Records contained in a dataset
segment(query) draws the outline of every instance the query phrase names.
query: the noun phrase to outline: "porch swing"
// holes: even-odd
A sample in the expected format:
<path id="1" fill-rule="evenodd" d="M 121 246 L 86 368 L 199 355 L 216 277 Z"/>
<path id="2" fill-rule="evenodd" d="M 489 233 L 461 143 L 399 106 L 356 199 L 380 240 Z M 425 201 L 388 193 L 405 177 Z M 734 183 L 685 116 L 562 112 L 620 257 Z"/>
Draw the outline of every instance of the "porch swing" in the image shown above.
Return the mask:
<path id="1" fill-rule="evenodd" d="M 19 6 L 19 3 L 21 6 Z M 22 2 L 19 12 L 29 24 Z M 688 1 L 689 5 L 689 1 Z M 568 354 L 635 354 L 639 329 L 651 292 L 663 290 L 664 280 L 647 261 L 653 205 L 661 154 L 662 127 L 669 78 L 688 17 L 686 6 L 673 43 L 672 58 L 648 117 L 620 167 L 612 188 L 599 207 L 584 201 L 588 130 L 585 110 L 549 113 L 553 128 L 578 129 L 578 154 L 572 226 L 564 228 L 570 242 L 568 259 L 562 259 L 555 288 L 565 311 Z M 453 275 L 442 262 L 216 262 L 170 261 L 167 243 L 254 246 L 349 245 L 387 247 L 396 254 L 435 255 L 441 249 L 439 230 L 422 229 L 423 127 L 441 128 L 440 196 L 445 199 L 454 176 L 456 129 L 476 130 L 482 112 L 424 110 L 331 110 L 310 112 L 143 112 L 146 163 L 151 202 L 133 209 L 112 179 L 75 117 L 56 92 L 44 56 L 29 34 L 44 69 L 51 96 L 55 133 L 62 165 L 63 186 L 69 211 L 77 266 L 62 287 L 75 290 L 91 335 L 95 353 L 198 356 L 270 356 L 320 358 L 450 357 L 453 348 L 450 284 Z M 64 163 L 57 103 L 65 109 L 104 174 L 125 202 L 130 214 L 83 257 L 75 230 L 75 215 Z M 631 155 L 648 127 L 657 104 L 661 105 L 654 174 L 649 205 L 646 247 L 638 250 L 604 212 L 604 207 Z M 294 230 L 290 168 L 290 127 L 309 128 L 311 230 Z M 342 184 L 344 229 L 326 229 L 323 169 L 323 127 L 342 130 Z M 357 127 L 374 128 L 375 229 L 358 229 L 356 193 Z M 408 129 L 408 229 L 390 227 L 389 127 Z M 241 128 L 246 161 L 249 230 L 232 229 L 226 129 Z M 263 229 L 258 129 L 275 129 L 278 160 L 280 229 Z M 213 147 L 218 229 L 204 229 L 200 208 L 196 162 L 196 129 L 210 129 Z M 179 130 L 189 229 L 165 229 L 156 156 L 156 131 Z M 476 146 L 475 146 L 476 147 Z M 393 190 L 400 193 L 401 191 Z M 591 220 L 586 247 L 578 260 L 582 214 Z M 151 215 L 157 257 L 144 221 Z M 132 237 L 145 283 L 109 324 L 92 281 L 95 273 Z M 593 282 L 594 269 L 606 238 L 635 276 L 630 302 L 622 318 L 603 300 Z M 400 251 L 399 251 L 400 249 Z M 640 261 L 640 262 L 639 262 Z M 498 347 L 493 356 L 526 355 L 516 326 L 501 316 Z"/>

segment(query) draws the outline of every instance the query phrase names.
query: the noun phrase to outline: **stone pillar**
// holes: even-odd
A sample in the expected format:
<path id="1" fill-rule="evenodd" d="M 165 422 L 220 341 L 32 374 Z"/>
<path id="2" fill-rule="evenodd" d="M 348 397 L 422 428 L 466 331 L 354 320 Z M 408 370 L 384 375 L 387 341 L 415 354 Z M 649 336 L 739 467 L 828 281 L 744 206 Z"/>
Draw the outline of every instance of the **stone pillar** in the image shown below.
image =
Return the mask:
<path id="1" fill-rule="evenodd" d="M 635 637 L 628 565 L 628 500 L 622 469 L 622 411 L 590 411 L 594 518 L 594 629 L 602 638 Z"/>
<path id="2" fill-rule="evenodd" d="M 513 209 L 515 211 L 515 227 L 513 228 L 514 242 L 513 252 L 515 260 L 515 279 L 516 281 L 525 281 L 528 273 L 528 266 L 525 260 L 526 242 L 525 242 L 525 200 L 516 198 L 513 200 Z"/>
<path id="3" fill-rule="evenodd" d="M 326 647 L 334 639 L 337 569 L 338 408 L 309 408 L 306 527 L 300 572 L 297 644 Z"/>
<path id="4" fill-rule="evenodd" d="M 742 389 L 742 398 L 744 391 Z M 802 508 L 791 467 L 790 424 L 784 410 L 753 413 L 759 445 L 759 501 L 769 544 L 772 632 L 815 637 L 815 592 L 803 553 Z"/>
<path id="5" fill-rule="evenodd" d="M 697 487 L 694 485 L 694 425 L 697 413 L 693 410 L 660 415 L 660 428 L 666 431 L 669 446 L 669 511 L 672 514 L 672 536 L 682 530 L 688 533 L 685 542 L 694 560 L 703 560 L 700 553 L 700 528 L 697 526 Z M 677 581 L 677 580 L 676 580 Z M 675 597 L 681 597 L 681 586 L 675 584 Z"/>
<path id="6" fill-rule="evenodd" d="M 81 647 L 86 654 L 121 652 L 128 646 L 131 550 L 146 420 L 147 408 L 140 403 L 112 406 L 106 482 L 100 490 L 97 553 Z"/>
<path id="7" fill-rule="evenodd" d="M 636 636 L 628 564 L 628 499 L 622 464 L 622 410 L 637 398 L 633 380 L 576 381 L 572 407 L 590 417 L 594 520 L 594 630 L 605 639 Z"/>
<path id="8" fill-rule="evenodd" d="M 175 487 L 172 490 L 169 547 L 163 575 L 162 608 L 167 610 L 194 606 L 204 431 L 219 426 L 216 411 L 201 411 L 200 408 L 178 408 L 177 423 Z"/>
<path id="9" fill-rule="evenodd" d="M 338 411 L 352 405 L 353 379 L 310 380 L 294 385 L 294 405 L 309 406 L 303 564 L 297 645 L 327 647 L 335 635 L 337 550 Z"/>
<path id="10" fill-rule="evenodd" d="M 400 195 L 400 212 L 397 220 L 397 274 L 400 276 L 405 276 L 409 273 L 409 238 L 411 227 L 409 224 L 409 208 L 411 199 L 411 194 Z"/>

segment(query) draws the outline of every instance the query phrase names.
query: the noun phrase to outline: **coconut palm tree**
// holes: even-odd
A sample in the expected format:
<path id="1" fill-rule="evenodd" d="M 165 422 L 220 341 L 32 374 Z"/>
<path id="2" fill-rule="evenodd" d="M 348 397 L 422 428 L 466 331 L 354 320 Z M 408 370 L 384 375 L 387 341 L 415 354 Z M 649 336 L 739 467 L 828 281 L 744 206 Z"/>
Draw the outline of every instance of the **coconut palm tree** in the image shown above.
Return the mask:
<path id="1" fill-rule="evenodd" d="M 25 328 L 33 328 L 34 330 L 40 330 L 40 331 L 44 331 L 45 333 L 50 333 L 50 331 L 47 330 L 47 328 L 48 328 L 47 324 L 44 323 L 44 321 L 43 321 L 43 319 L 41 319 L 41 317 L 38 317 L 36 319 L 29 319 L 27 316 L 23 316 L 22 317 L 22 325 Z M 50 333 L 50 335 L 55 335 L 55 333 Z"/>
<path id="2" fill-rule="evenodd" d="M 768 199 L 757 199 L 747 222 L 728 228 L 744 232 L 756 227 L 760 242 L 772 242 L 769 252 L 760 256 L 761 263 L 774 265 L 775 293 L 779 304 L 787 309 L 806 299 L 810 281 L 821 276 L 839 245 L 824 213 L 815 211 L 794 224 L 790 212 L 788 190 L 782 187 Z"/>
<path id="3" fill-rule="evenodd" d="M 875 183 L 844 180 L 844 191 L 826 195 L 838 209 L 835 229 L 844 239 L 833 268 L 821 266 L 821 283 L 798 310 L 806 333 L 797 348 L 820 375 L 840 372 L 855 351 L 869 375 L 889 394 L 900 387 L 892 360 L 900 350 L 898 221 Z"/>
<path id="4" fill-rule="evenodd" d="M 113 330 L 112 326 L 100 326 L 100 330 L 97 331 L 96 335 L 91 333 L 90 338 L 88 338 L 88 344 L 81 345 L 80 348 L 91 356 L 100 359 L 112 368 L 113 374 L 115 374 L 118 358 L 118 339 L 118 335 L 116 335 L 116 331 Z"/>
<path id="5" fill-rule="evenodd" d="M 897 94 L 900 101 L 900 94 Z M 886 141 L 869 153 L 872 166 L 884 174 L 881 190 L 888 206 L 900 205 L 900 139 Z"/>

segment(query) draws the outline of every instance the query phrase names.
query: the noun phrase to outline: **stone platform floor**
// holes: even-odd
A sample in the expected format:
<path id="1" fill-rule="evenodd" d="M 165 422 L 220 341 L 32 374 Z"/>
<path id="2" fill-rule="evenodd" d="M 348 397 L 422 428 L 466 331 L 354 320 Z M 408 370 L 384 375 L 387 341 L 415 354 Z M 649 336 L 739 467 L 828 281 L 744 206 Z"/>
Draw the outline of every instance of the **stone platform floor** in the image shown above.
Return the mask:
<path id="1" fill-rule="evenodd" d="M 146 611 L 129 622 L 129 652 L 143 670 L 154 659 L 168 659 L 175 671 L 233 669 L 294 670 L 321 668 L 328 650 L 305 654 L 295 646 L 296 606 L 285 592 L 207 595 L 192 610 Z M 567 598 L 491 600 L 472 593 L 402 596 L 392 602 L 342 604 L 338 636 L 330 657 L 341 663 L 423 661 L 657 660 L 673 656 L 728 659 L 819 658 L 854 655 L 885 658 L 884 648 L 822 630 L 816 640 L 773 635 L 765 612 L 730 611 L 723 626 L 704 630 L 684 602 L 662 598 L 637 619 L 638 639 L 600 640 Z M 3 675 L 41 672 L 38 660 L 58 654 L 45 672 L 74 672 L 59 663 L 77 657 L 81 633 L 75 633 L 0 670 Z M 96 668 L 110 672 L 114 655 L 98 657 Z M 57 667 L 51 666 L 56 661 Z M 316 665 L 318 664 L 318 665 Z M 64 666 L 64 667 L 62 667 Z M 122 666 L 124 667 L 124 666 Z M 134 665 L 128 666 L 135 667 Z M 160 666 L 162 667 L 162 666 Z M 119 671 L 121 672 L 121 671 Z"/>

Try it: Your reply should hold every line from the data that contains "noun", copied in full.

Response:
query: the noun phrase to outline: "porch swing"
query: the noun phrase to outline: **stone pillar**
query: the noun phrase to outline: **coconut palm tree**
query: the noun phrase to outline: **stone platform floor**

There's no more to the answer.